Exercise materials Start Marker

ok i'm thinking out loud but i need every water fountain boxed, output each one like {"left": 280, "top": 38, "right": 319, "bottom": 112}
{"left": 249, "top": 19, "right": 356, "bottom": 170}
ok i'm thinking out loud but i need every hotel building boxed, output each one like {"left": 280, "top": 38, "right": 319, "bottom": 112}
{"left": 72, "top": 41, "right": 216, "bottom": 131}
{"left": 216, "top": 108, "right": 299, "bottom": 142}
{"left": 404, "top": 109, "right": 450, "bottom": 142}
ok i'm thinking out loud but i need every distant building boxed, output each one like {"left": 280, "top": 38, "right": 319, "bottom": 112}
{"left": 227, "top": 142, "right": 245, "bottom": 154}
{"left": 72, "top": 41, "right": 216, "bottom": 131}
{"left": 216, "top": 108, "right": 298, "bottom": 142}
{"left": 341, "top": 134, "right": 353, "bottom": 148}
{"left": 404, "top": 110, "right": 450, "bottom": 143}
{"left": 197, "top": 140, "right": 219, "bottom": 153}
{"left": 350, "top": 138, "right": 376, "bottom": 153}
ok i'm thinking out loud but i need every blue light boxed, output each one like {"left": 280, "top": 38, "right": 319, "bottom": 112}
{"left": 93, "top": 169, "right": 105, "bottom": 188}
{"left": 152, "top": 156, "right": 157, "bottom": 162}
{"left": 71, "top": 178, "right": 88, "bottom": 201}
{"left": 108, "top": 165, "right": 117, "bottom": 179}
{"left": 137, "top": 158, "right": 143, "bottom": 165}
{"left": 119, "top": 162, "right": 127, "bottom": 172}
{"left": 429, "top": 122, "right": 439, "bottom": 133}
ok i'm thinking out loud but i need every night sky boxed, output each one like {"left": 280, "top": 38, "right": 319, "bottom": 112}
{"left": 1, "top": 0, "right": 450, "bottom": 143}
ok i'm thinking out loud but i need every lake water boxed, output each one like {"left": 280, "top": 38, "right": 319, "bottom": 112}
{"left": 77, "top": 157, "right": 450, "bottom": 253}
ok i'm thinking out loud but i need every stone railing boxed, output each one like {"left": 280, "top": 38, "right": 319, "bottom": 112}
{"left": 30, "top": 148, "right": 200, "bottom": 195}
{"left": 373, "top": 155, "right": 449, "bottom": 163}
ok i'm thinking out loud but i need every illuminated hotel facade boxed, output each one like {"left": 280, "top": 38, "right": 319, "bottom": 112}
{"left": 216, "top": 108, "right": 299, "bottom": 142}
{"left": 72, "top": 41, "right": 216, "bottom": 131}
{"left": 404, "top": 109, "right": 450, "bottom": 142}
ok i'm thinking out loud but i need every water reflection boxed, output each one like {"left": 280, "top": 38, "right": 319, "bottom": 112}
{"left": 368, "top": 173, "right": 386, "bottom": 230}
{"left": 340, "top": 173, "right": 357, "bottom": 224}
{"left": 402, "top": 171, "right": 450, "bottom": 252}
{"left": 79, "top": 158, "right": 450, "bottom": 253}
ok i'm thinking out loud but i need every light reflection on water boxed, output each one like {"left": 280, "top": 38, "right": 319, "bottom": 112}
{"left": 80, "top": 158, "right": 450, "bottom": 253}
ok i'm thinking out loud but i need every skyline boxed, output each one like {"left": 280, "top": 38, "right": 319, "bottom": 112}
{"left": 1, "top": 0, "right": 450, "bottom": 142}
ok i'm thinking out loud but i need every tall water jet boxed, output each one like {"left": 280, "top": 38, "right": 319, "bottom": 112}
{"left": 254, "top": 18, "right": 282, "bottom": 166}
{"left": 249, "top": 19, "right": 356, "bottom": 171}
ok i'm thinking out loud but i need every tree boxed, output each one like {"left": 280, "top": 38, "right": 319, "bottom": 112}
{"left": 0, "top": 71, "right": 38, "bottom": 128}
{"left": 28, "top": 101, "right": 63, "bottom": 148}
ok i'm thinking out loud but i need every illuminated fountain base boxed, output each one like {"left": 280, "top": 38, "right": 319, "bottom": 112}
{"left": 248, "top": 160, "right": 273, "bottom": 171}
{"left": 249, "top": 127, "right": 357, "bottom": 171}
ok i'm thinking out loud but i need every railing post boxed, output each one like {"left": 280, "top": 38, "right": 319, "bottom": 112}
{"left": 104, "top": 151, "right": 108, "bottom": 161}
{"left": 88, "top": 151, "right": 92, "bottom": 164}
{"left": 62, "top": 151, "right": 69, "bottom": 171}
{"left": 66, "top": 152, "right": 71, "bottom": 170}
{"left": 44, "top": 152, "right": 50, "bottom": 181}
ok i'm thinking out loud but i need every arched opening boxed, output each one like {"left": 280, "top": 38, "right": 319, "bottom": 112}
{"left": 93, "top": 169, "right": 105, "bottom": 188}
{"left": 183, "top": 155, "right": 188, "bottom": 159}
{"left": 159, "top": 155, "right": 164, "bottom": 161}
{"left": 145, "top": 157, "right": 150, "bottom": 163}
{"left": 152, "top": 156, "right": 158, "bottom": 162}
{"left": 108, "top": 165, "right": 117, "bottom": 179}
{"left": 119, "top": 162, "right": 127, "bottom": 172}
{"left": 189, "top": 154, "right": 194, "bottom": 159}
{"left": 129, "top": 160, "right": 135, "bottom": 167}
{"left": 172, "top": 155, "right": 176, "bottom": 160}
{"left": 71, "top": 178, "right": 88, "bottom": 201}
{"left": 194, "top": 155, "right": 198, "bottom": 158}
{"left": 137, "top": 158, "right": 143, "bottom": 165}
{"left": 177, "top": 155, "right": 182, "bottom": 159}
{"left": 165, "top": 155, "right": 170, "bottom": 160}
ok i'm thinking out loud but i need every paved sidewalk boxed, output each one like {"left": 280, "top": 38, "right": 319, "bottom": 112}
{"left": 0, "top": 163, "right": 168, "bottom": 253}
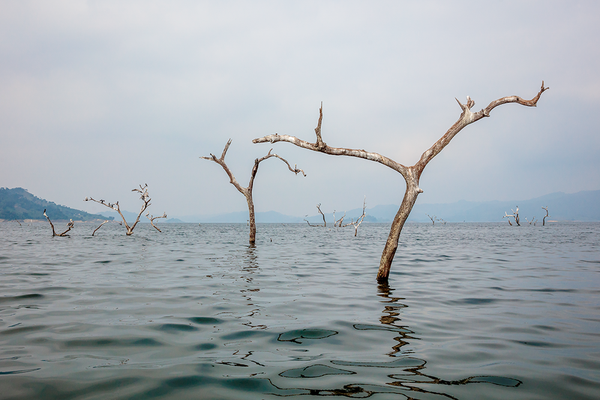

Exercise materials End Marker

### Task to carry out
Extract exactly the lines above from the line containing "ok i'm thinking out loud but i need every arched" through the last one, both ends included, but not the pictures.

### Completed exercise
ok i'm thinking out loud but i need every arched opening boxed, output each one like {"left": 280, "top": 38, "right": 319, "bottom": 112}
{"left": 93, "top": 169, "right": 105, "bottom": 188}
{"left": 183, "top": 155, "right": 188, "bottom": 159}
{"left": 159, "top": 155, "right": 164, "bottom": 161}
{"left": 145, "top": 157, "right": 150, "bottom": 163}
{"left": 152, "top": 156, "right": 158, "bottom": 162}
{"left": 108, "top": 165, "right": 117, "bottom": 179}
{"left": 119, "top": 162, "right": 127, "bottom": 172}
{"left": 189, "top": 154, "right": 194, "bottom": 159}
{"left": 129, "top": 160, "right": 135, "bottom": 167}
{"left": 172, "top": 155, "right": 176, "bottom": 160}
{"left": 71, "top": 178, "right": 88, "bottom": 201}
{"left": 194, "top": 155, "right": 198, "bottom": 158}
{"left": 137, "top": 158, "right": 143, "bottom": 165}
{"left": 177, "top": 155, "right": 182, "bottom": 159}
{"left": 165, "top": 155, "right": 170, "bottom": 160}
ok i'm thinking out loud but i need every paved sidewalk boxed, output each one like {"left": 280, "top": 38, "right": 319, "bottom": 112}
{"left": 0, "top": 163, "right": 168, "bottom": 253}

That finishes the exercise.